→ **STATED PROBLEM**
Pull out every line of the listing below and reproduce each one verbatim, leaving out the pictures.

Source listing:
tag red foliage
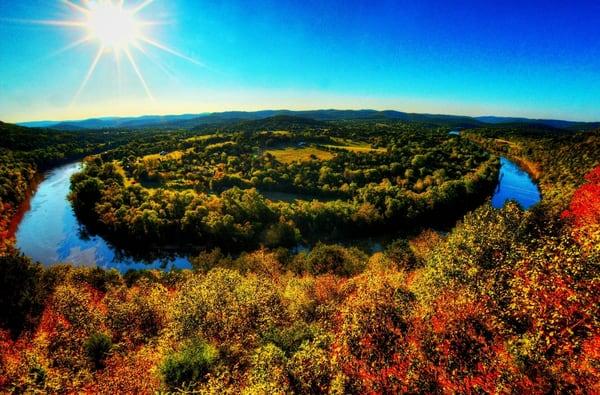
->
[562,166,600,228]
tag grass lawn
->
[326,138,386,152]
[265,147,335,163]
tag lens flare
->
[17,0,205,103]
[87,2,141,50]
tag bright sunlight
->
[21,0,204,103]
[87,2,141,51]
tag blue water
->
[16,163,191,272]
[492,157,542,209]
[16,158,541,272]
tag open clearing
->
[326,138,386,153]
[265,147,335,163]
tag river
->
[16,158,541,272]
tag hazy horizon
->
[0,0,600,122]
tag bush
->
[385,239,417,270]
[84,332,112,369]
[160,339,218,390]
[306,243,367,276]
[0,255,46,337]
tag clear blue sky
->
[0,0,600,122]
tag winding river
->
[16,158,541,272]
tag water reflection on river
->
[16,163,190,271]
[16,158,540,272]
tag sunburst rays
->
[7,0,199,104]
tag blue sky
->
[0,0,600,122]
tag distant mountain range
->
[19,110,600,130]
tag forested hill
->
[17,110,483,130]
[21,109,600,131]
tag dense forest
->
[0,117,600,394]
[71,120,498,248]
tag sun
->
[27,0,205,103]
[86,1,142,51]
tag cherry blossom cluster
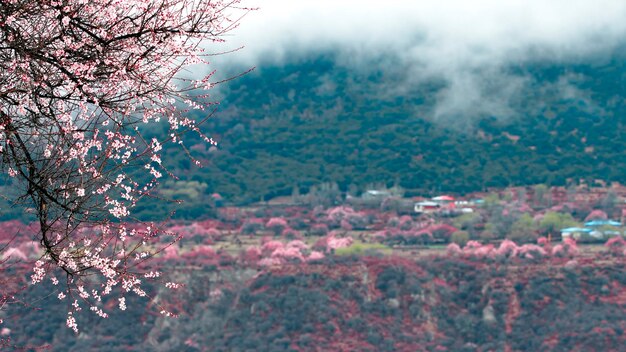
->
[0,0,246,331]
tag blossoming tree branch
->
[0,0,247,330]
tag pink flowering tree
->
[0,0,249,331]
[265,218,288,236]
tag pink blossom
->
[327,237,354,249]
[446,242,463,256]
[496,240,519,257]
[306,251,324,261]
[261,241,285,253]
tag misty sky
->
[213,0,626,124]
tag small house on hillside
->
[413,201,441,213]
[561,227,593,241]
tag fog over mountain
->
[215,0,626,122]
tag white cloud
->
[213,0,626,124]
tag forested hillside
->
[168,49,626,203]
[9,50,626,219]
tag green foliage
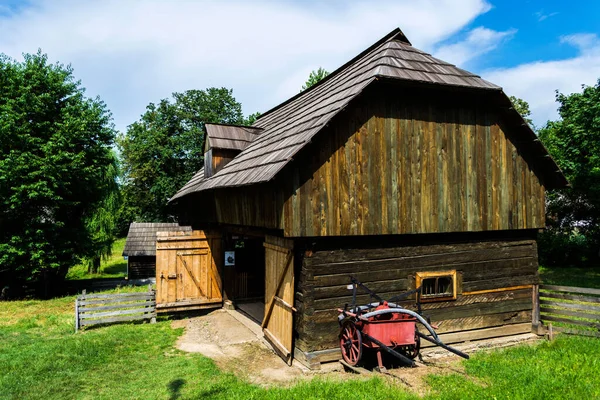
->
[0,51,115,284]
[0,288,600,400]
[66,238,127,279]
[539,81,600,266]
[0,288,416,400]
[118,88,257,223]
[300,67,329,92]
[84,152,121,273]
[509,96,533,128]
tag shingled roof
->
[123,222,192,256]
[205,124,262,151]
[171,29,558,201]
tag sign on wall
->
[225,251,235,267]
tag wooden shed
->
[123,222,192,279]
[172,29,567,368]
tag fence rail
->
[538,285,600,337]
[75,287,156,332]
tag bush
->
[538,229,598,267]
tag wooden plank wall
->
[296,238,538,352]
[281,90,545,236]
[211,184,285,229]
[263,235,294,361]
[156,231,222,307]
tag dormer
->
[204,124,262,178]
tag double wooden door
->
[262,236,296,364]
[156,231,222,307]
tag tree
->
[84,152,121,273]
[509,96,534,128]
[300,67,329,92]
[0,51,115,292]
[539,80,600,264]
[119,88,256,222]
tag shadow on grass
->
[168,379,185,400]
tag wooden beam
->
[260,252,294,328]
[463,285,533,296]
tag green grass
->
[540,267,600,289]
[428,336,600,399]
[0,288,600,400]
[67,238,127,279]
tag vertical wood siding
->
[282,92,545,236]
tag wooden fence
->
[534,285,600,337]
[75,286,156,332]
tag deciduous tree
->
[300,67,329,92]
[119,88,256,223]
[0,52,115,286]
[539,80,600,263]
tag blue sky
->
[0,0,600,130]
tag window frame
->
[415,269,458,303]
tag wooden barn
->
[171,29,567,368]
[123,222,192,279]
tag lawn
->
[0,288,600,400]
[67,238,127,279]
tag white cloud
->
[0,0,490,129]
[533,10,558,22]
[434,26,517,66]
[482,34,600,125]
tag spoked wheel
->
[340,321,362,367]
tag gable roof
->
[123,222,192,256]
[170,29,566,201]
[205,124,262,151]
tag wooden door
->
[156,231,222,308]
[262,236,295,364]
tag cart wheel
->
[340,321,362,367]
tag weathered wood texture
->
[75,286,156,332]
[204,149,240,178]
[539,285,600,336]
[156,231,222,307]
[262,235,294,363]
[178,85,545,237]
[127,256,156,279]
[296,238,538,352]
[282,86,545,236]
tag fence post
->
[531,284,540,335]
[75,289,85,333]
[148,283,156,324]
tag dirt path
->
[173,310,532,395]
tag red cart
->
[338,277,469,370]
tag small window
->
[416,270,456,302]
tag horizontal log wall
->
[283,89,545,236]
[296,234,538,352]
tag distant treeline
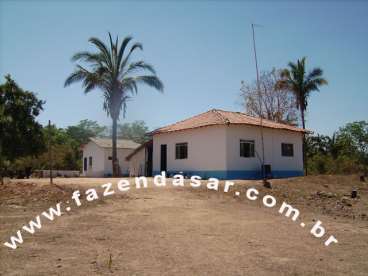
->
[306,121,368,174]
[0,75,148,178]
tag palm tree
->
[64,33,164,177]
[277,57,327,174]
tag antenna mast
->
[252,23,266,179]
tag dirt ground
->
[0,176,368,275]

→ **WRITTEN ANSWER**
tag red foliage
->
[562,166,600,228]
tag grass lawn
->
[326,138,386,152]
[265,147,335,163]
tag lens flare
->
[17,0,205,103]
[87,2,141,50]
tag bright sunlight
->
[21,0,204,103]
[87,2,141,51]
tag blue water
->
[16,163,191,272]
[492,157,542,209]
[16,158,541,272]
tag open clearing
->
[326,138,386,153]
[265,147,335,163]
tag river
->
[16,158,541,272]
tag hazy horizon
->
[0,0,600,122]
tag bush
->
[385,239,417,270]
[84,332,112,369]
[160,339,218,390]
[306,243,367,276]
[0,255,46,337]
tag clear blue sky
->
[0,0,600,122]
tag winding river
->
[16,158,541,272]
tag water reflection on river
->
[16,163,190,271]
[16,158,540,272]
tag sunburst rays
->
[7,0,199,104]
tag blue sky
->
[0,0,600,122]
tag distant mountain range
->
[19,110,600,130]
tag forested hill
->
[17,110,483,130]
[21,109,600,131]
tag dense forest
->
[0,117,600,394]
[71,120,498,248]
tag sun
->
[27,0,205,103]
[86,1,142,51]
tag cherry blossom cluster
->
[0,0,246,331]
tag blossoming tree branch
->
[0,0,247,330]
tag pink flowering tree
->
[0,0,249,331]
[265,218,288,236]
tag pink blossom
->
[327,237,354,249]
[446,242,463,256]
[496,240,519,257]
[306,251,324,261]
[261,241,285,253]
tag misty sky
->
[213,0,626,124]
tag small house on hillside
->
[413,201,441,213]
[561,227,593,241]
tag fog over mountain
->
[215,0,626,122]
tag white cloud
->
[213,0,626,124]
tag forested hillside
->
[168,49,626,203]
[9,50,626,219]
tag green foliage
->
[0,51,115,284]
[0,288,600,400]
[66,238,127,279]
[539,81,600,266]
[0,288,416,400]
[118,88,257,223]
[300,67,329,92]
[84,152,121,273]
[509,96,533,128]
tag shingled roof
->
[123,222,192,256]
[205,124,262,151]
[171,29,558,201]
tag sign on wall
->
[225,251,235,267]
tag wooden shed
->
[123,222,192,279]
[172,29,567,368]
tag fence rail
->
[538,285,600,337]
[75,287,156,332]
tag bush
->
[538,229,598,267]
tag wooden plank wall
->
[296,238,538,352]
[281,90,545,236]
[211,184,285,229]
[263,235,294,361]
[156,231,222,307]
tag dormer
->
[204,124,262,178]
tag double wooden door
->
[262,236,296,364]
[156,231,222,307]
tag tree
->
[84,152,121,273]
[509,96,534,128]
[300,67,329,92]
[0,51,115,292]
[539,80,600,264]
[119,88,256,222]
tag shadow on grass
->
[168,379,185,400]
tag wooden beam
->
[260,252,294,328]
[463,285,533,296]
tag green grass
->
[540,267,600,289]
[428,336,600,399]
[0,288,600,400]
[67,238,127,279]
tag vertical wood siding
->
[282,92,545,236]
tag wooden fence
->
[534,285,600,337]
[75,286,156,332]
tag deciduous tree
->
[300,67,329,92]
[119,88,256,223]
[0,52,115,286]
[539,80,600,263]
tag blue sky
->
[0,0,600,130]
tag window frame
->
[415,269,458,303]
tag wooden barn
->
[171,29,567,368]
[123,222,192,279]
tag lawn
->
[0,288,600,400]
[67,238,127,279]
tag white cloud
->
[0,0,490,129]
[533,10,558,22]
[434,26,517,66]
[482,34,600,125]
tag spoked wheel
->
[340,321,362,367]
tag gable roof
->
[123,222,192,256]
[170,29,566,201]
[205,124,262,151]
tag wooden door
->
[156,231,222,308]
[262,236,295,364]
tag cart wheel
->
[340,321,362,367]
tag weathered wood texture
->
[75,286,156,332]
[204,149,240,178]
[539,285,600,336]
[156,231,222,307]
[262,235,294,363]
[178,85,545,237]
[127,256,156,279]
[296,238,538,352]
[282,86,545,236]
tag fence post
->
[531,284,540,335]
[75,289,85,333]
[148,283,156,324]
tag dirt path
->
[173,310,532,395]
tag red cart
->
[338,277,469,370]
tag small window
->
[416,270,456,302]
tag horizontal log wall
->
[283,89,545,236]
[296,234,538,352]
tag distant treeline
->
[306,121,368,174]
[0,75,148,178]
tag palm tree
->
[64,33,164,177]
[277,57,327,174]
tag antenna mast
->
[252,23,266,179]
tag dirt ground
->
[0,176,368,275]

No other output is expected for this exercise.